* **À faire**
Écrivez la suite de la critique de l'anthologie de nouvelles de SF française, en reprenant après sa dernière phrase.

* **Texte fourni**
_ _ _
Les chefs-d’oeuvre de la SF française 1980-1990

dimanche 19 mars 2017, par Maestro

Richard COMBALLOT (sdd)

France, 2002

Naturellement, 464 pages.

Avec ce deuxième volume, joliment illustré par Caza, Richard Comballot poursuit son exploration du riche patrimoine des nouvelles de SF françaises, et on peut cette fois encore parler d’une moisson exceptionnelle. Le premier de ces recueils était introduit par Jean-Pierre Andrevon, celui-ci l’est par Philippe Curval, qui en profite au passage pour égratigner le dit Andrevon, tout comme Gérard Klein, jugé trop critique vis-à-vis de la production française. Si son texte, dont la subjectivité est pleinement assumée, ne manque pas d’intérêt, il témoigne également d’une opinion particulièrement positive sur lui-même plutôt déplacée…

L’anthologie commence avec « Le clavier incendié », de Lionel Evrard, une évocation de l’inévitable disparition de la jeunesse, de la nature et par extension de l’utopie et de l’espoir des années 70. « Le parc zoonirique » de Francis Berthelot se situe dans la même mouvance, en exposant crûment la destruction de l’imaginaire enfantin par une mère pleine de bonnes intentions et sa conséquence sur les mœurs du dit gamin. Et « Voyage objectif », de Philippe Curval, avec le destin fantastique de cette jeune femme passionnée de photographie, ne peut-il pas être vu comme la dilution de l’être humain dans le modernisme et la technologie froide ? On peut également en rapprocher « Quand le Cancer fera de toi une forteresse, voisin, sauras-tu retrouver la douceur de tes paysages et la naïveté des dessins de ton enfance ? », d’Emmanuel Jouanne, qui est une métaphore transparente, à travers la transformation atroce d’un individu lambda, de l’individualisme croissant et de l’isolement hédoniste dont il se nourrit.
_ _ _
* **Données d'entrée**
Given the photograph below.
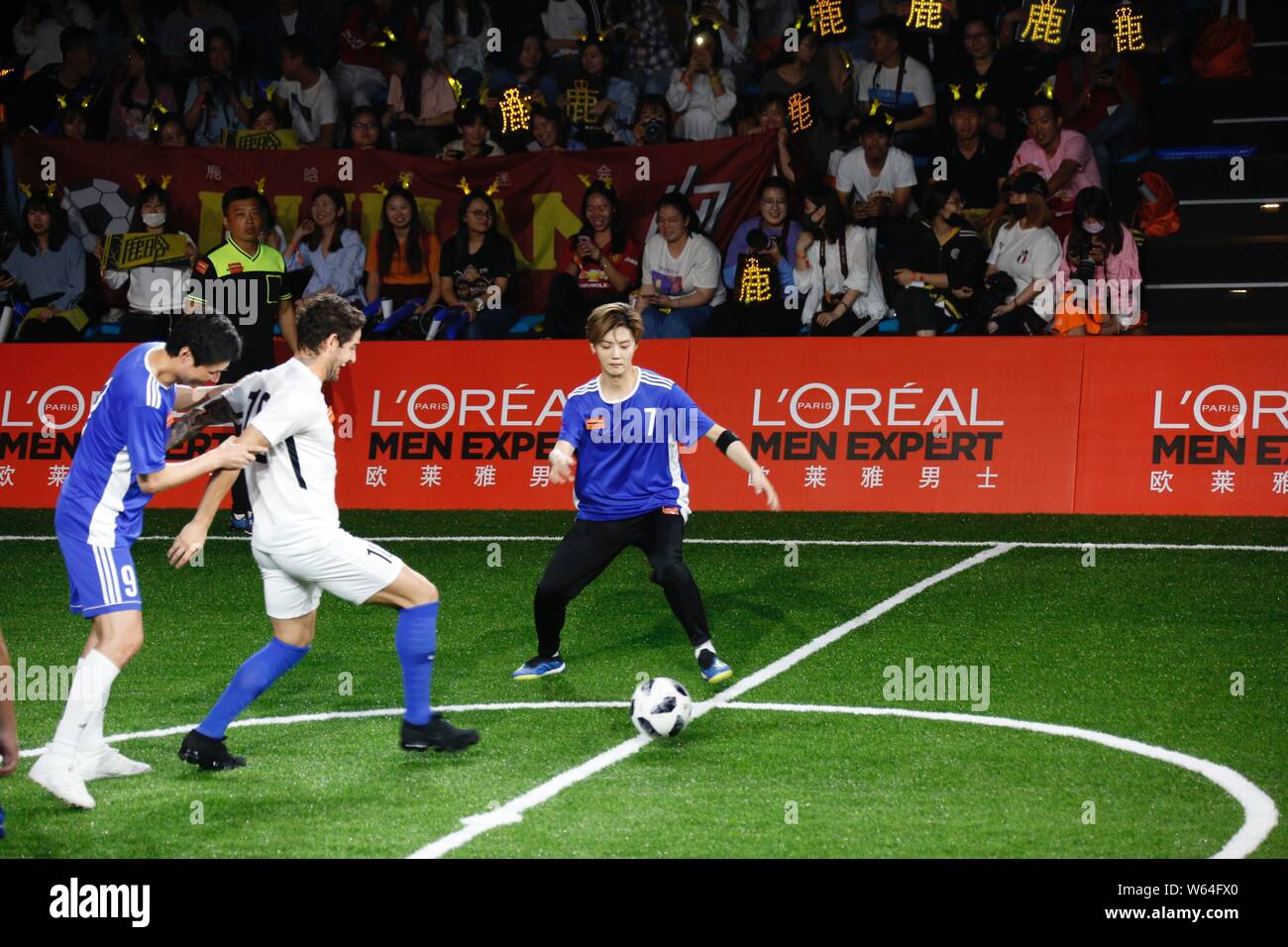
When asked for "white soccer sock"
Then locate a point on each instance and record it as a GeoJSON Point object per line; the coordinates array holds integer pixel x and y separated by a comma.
{"type": "Point", "coordinates": [86, 702]}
_ _ _
* **Réponse rédigée**
L’excellent « Subway, éléments pour une mythologie du métro », de Serge Brussolo, explore justement, dans une ambiance presque lovecraftienne, la part d’ombre que peut recéler cet élément en apparence si familier de notre quotidien, prouvant ainsi de manière remarquable les capacités de renouvellement et d’adaptation de la SF (bien qu’il s’agisse ici davantage de fantastique). Ce désenchantement est présent aussi dans la nouvelle d’Alain Dorémieux, « L’homme qui a gagné la mer », qui embaume un léger parfum de fantastique désuet, et dont le sujet n’est guère éloigné du texte extrêmement sombre de Sylviane Corgiat, « Les naufrageurs »… Et que dire de « Fille de joie, fille de tristesse », de Yves Frémion, tableau sans concession du bonheur et de la tragédie de notre vie quotidienne, du plus banal « L’amour est transi à moins deux cents », de Jacques Mondoloni, et de « La femme escargot allant au bout du monde », de Bruno Lecigne, extrêmement poignante et noire, en plus d’être une habile métaphore de la domination masculine ! Mais le pire est sans doute « Quand le Cancer fera de toi une forteresse, voisin, sauras-tu retrouver la douceur de tes paysages et la naïveté des dessins de ton enfance ? », évocation de la maladie et de la destruction qu’elle opère sur l’organisme, pour laquelle Jouanne apparaît comme un Boris Vian de l’obscur.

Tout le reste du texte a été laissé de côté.